- Objective: Count the lines in the records below that contain the string "green", matching case exactly, and give only that number.

[Labels for object points]
=====

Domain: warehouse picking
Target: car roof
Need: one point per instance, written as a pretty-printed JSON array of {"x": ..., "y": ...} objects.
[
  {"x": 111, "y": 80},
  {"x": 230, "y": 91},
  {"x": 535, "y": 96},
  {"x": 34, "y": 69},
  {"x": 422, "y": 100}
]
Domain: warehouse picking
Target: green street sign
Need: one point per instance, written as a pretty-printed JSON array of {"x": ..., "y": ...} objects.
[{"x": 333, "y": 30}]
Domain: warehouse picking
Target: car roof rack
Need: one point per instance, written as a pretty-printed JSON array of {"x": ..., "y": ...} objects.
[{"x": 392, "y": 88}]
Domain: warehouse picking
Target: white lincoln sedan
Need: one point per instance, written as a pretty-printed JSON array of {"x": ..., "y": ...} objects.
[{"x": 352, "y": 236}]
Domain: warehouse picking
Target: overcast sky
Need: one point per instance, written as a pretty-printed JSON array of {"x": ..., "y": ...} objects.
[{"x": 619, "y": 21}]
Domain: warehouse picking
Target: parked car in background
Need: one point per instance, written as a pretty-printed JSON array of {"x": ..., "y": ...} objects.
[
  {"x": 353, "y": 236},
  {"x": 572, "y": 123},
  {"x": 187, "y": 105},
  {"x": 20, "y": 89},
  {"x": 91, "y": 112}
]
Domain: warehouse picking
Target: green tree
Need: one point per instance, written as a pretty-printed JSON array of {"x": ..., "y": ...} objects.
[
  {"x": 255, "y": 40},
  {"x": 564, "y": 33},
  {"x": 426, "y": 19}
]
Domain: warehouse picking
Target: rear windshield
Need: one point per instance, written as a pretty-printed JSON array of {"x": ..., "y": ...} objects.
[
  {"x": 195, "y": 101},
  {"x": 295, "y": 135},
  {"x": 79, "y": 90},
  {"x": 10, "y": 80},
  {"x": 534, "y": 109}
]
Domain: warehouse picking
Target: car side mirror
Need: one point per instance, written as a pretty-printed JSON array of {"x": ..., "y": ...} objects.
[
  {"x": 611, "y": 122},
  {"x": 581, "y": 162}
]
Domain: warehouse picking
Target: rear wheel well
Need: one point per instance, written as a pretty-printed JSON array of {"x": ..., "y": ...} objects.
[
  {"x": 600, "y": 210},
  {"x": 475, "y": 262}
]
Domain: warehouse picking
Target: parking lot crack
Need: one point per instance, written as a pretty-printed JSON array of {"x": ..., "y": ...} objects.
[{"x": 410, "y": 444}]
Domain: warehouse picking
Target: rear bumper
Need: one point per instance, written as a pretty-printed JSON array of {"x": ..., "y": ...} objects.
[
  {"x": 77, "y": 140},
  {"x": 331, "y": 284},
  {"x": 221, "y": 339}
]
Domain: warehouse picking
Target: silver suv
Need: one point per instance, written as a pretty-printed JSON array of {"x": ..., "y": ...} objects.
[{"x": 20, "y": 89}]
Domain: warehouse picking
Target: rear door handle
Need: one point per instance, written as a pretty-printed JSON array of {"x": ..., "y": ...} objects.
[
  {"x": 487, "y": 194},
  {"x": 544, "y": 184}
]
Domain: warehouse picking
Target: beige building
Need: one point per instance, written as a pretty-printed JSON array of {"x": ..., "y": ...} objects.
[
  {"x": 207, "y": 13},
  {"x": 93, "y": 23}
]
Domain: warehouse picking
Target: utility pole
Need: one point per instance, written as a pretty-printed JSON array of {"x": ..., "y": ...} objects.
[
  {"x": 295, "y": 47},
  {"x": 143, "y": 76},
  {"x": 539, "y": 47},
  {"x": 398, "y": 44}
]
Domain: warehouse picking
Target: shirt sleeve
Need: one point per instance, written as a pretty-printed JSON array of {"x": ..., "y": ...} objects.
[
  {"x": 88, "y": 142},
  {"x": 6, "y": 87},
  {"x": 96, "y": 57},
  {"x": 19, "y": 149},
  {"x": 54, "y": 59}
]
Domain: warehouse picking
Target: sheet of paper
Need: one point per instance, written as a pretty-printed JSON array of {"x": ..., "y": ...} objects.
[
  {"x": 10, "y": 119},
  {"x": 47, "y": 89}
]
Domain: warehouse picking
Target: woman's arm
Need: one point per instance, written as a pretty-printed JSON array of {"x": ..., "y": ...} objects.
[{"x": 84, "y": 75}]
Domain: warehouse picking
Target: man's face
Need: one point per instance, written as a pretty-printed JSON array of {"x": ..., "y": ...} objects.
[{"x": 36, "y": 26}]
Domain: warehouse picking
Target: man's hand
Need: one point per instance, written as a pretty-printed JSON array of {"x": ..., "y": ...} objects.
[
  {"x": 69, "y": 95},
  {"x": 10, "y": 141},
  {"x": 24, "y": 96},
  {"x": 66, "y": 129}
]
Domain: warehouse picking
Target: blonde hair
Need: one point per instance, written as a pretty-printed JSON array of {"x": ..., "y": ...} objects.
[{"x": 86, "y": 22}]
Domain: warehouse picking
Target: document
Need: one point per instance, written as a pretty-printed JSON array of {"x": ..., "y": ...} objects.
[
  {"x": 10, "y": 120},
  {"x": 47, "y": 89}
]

=====

- Response to this exercise: 2